- Material for this exercise -
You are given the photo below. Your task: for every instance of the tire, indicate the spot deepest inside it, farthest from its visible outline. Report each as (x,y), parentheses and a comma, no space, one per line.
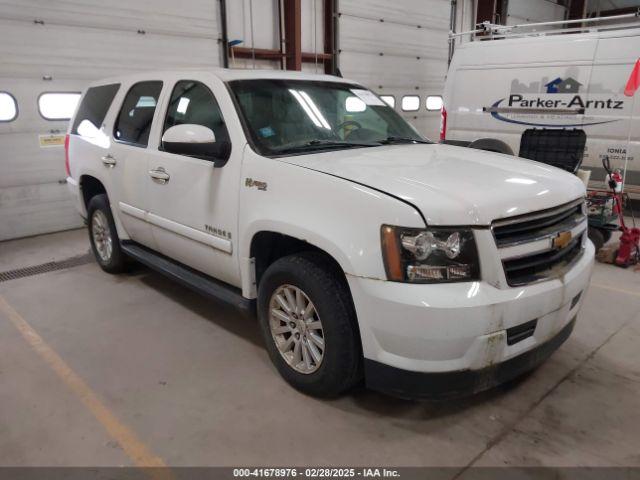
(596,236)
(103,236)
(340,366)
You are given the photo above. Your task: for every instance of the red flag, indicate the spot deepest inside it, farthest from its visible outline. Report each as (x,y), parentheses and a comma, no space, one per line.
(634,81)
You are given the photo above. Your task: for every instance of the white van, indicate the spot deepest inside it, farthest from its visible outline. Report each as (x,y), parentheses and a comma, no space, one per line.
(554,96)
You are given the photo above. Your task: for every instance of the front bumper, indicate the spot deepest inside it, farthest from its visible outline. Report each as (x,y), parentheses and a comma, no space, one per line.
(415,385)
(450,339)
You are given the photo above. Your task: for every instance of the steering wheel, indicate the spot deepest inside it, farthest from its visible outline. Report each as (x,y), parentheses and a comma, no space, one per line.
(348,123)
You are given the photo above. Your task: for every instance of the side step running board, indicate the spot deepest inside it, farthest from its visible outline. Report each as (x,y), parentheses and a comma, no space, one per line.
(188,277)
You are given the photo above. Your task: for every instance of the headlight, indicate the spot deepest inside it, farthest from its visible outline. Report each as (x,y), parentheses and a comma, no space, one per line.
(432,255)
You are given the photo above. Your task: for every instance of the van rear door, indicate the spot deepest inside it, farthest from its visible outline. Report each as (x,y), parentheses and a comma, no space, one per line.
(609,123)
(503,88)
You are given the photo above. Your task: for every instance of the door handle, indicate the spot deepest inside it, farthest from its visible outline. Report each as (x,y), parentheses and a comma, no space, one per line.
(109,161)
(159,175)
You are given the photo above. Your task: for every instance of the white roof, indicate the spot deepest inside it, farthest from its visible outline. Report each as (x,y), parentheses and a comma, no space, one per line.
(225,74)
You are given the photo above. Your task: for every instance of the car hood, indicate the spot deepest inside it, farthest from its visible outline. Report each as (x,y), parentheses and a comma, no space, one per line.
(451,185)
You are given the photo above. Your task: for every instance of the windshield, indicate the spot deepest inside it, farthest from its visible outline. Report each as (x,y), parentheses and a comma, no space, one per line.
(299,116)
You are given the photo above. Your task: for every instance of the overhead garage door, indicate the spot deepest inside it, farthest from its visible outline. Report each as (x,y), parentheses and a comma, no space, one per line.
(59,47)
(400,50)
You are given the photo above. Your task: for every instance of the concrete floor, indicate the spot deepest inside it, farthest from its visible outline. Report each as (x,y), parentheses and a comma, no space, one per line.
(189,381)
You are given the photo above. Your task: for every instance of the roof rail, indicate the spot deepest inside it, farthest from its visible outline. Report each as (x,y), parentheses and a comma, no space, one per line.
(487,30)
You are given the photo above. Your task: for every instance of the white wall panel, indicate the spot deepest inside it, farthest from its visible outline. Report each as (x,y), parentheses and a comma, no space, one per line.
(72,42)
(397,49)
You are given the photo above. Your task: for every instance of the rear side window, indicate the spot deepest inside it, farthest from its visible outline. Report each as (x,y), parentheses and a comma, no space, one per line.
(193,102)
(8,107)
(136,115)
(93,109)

- Do this -
Write out each line again precisely as it appears, skipping every picture.

- Complete answer -
You are given the photo below. Your task: for every instance of the tire, indicate the spot deepest inside it, farthest from its visible outline. Report each as (x,y), parentheses and a comma, no space, one per line.
(596,236)
(103,236)
(340,366)
You are given the photo above. Your task: for every instance of the red flag, indicate the spot deepest inside it, farthest from its visible outline. Report each as (x,y), parentheses and a comma, no space, one per line.
(634,81)
You are given the photo above. Your task: for every instance of the white van, indicate the spot deepest inside it, farthest from its visible outline. Report each as (x,y), parentheses and a comma, no space, one per line.
(554,96)
You are given the photo above. Your task: for every instance of the front bumper, indicate the spot deepest inside it, farthest from its visible outline. Report each as (x,y), parentheses and a comma, no space, one per line.
(415,385)
(450,339)
You are given the photo above. Your task: for every instance of the steering wheel, indicate the spot deepest inside it, farthest from its visible outline. Report each as (x,y), parentheses and a comma, no space, one per line.
(348,123)
You are given the photo above. Your task: for every instance of the side step running board, indicate the spot deepest inside it, farthest from its visible outline. Report each as (x,y), parentheses and a comma, no space, one per line.
(188,277)
You are given the photo above. Your task: for every instance of the headlight, indicate the spot deepest inside it, farthest from its visible outline. Report each as (x,y), parentheses and a comma, no space, one per line.
(432,255)
You are given the photo above. Your task: for every instance of the van rear door, indicate the spot deepest inside it, farthest from its visible outline. Report each as (x,y), parentheses and a comma, no space, one per line.
(609,123)
(503,88)
You are given the photo above. Your task: for every instance of the door handle, indicate the spot deepest inside it, farthest from its visible outline. Report each as (x,y), parentheses and a comma, no space, one per line.
(109,161)
(159,175)
You are given the photo above. Your task: for every instance of the white roof, indicate the spot deepest inside it, farthest from its visible outline. Report each as (x,y), parentheses and a comma, no space, one per line.
(225,74)
You are given the photo above. Your task: for every instance of the car hood, indicate the spot deepest inside it, farthest from its visible outline. Report each as (x,y), parentheses and a comma, no space, one per line.
(451,185)
You are given the photo above. Your task: for every instance of the windshield, indicate the spot deepest inside it, farthest from its visible outline. Report each as (x,y), parentheses and a comma, no space, one per line.
(299,116)
You are given the photo above. Your task: for every instance of the overhead garage door, indicate the spot deepest inside it, farthest from its visible outline. Report each as (x,y), parentheses and a comma, no space, one per line.
(59,47)
(400,50)
You are given the photo above. Your task: for every instance of the concrete floor, indicate the spot deepest inside it, farthest from its visible outline. Report each as (x,y), parentheses and a comma, no space, one per line.
(189,381)
You are given the photo above. Your task: for every instance of the roof rail, indicate the spot deepest inside it, farthest from its visible outline. Report each as (x,y), parentheses and a comma, no space, one per line.
(487,30)
You are given the photo above. Your task: for every instance of the white wall panel, indicate the spot deepest inside it, farthest from its visible outline. Report each as (x,y), parentheses and a comma, no space, one per line.
(72,42)
(397,49)
You are given the photo above. Your task: for every instance of the rear side window, indicate the spot deepest inside it, farthest from its visible outline. Report each as (x,y), parentheses and a comma, no space, one per line.
(193,102)
(8,107)
(136,115)
(93,109)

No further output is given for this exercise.